Out of the material that follows, write out exactly the lines from the line with "query: rocky outcrop" to the line with "query: green leaf", both ends included, and no others.

◆ ◆ ◆ ◆ ◆

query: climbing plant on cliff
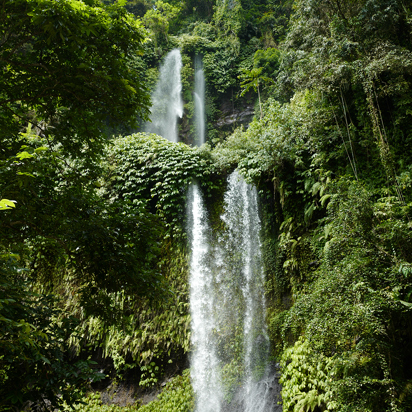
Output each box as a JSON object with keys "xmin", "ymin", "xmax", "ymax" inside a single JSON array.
[
  {"xmin": 104, "ymin": 133, "xmax": 222, "ymax": 234},
  {"xmin": 59, "ymin": 134, "xmax": 225, "ymax": 384}
]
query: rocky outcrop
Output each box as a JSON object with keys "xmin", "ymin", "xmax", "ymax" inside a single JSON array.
[{"xmin": 215, "ymin": 105, "xmax": 255, "ymax": 128}]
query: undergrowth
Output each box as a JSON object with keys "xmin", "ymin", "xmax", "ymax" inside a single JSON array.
[{"xmin": 62, "ymin": 370, "xmax": 194, "ymax": 412}]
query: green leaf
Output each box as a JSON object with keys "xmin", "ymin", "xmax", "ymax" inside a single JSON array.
[
  {"xmin": 17, "ymin": 172, "xmax": 35, "ymax": 178},
  {"xmin": 320, "ymin": 194, "xmax": 331, "ymax": 207},
  {"xmin": 16, "ymin": 151, "xmax": 34, "ymax": 160},
  {"xmin": 34, "ymin": 147, "xmax": 48, "ymax": 153},
  {"xmin": 0, "ymin": 199, "xmax": 16, "ymax": 210},
  {"xmin": 399, "ymin": 300, "xmax": 412, "ymax": 307}
]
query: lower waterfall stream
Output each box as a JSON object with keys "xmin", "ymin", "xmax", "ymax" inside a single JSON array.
[{"xmin": 188, "ymin": 171, "xmax": 282, "ymax": 412}]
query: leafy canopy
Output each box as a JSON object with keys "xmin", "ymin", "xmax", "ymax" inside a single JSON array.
[{"xmin": 0, "ymin": 0, "xmax": 151, "ymax": 160}]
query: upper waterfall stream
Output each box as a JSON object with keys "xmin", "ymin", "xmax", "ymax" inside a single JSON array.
[{"xmin": 145, "ymin": 49, "xmax": 183, "ymax": 143}]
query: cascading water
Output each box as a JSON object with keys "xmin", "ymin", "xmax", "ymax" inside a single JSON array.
[
  {"xmin": 187, "ymin": 183, "xmax": 223, "ymax": 412},
  {"xmin": 188, "ymin": 172, "xmax": 281, "ymax": 412},
  {"xmin": 188, "ymin": 49, "xmax": 279, "ymax": 411},
  {"xmin": 145, "ymin": 49, "xmax": 183, "ymax": 143},
  {"xmin": 194, "ymin": 56, "xmax": 206, "ymax": 146},
  {"xmin": 220, "ymin": 172, "xmax": 280, "ymax": 412}
]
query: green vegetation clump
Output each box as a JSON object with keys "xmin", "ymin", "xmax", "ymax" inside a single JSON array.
[
  {"xmin": 63, "ymin": 370, "xmax": 194, "ymax": 412},
  {"xmin": 138, "ymin": 369, "xmax": 194, "ymax": 412},
  {"xmin": 64, "ymin": 393, "xmax": 136, "ymax": 412},
  {"xmin": 104, "ymin": 133, "xmax": 221, "ymax": 233},
  {"xmin": 280, "ymin": 338, "xmax": 336, "ymax": 412},
  {"xmin": 0, "ymin": 254, "xmax": 104, "ymax": 411}
]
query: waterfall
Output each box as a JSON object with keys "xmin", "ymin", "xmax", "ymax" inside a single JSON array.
[
  {"xmin": 219, "ymin": 171, "xmax": 273, "ymax": 412},
  {"xmin": 145, "ymin": 49, "xmax": 183, "ymax": 143},
  {"xmin": 188, "ymin": 183, "xmax": 223, "ymax": 412},
  {"xmin": 188, "ymin": 172, "xmax": 281, "ymax": 412},
  {"xmin": 194, "ymin": 56, "xmax": 206, "ymax": 146}
]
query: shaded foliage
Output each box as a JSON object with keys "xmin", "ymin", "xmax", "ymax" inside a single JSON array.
[
  {"xmin": 0, "ymin": 0, "xmax": 150, "ymax": 162},
  {"xmin": 0, "ymin": 254, "xmax": 103, "ymax": 411},
  {"xmin": 213, "ymin": 1, "xmax": 412, "ymax": 411}
]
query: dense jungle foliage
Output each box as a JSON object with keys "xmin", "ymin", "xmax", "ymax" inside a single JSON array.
[{"xmin": 1, "ymin": 0, "xmax": 412, "ymax": 411}]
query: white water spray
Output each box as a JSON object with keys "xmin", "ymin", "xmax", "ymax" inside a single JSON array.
[
  {"xmin": 221, "ymin": 171, "xmax": 273, "ymax": 412},
  {"xmin": 188, "ymin": 172, "xmax": 281, "ymax": 412},
  {"xmin": 188, "ymin": 184, "xmax": 223, "ymax": 412},
  {"xmin": 145, "ymin": 49, "xmax": 183, "ymax": 143}
]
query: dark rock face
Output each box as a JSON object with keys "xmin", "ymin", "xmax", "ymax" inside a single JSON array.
[
  {"xmin": 178, "ymin": 93, "xmax": 256, "ymax": 144},
  {"xmin": 262, "ymin": 364, "xmax": 283, "ymax": 412},
  {"xmin": 215, "ymin": 105, "xmax": 255, "ymax": 128}
]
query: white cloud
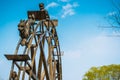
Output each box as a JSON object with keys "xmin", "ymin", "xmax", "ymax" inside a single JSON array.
[
  {"xmin": 107, "ymin": 11, "xmax": 116, "ymax": 16},
  {"xmin": 61, "ymin": 3, "xmax": 79, "ymax": 18},
  {"xmin": 46, "ymin": 2, "xmax": 59, "ymax": 9},
  {"xmin": 63, "ymin": 3, "xmax": 72, "ymax": 10},
  {"xmin": 62, "ymin": 9, "xmax": 75, "ymax": 18}
]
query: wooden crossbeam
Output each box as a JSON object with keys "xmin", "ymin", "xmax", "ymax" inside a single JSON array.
[{"xmin": 4, "ymin": 54, "xmax": 30, "ymax": 61}]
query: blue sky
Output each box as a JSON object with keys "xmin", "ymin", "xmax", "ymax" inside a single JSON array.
[{"xmin": 0, "ymin": 0, "xmax": 120, "ymax": 80}]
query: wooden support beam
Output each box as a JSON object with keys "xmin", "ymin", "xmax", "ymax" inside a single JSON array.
[
  {"xmin": 37, "ymin": 50, "xmax": 43, "ymax": 80},
  {"xmin": 22, "ymin": 62, "xmax": 27, "ymax": 80},
  {"xmin": 40, "ymin": 41, "xmax": 50, "ymax": 80},
  {"xmin": 48, "ymin": 37, "xmax": 53, "ymax": 80},
  {"xmin": 31, "ymin": 47, "xmax": 36, "ymax": 75}
]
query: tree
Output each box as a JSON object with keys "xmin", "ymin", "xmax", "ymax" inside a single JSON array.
[
  {"xmin": 107, "ymin": 0, "xmax": 120, "ymax": 27},
  {"xmin": 82, "ymin": 64, "xmax": 120, "ymax": 80},
  {"xmin": 101, "ymin": 0, "xmax": 120, "ymax": 36}
]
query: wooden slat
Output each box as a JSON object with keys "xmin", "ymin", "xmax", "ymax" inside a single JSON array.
[
  {"xmin": 28, "ymin": 11, "xmax": 46, "ymax": 20},
  {"xmin": 44, "ymin": 19, "xmax": 58, "ymax": 27},
  {"xmin": 4, "ymin": 54, "xmax": 30, "ymax": 61}
]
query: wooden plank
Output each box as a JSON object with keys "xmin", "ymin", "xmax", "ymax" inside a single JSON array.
[
  {"xmin": 28, "ymin": 11, "xmax": 46, "ymax": 20},
  {"xmin": 4, "ymin": 54, "xmax": 30, "ymax": 61},
  {"xmin": 44, "ymin": 19, "xmax": 58, "ymax": 27}
]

◆ ◆ ◆ ◆ ◆

** RESPONSE FOR THIS EXERCISE **
query: rocky outcrop
Output each box as a JSON object with keys "xmin", "ymin", "xmax", "ymax" inside a single JSON array.
[{"xmin": 215, "ymin": 105, "xmax": 255, "ymax": 128}]
query: undergrowth
Output each box as a JSON object with keys "xmin", "ymin", "xmax", "ymax" inside a single JSON array.
[{"xmin": 62, "ymin": 370, "xmax": 194, "ymax": 412}]
query: green leaf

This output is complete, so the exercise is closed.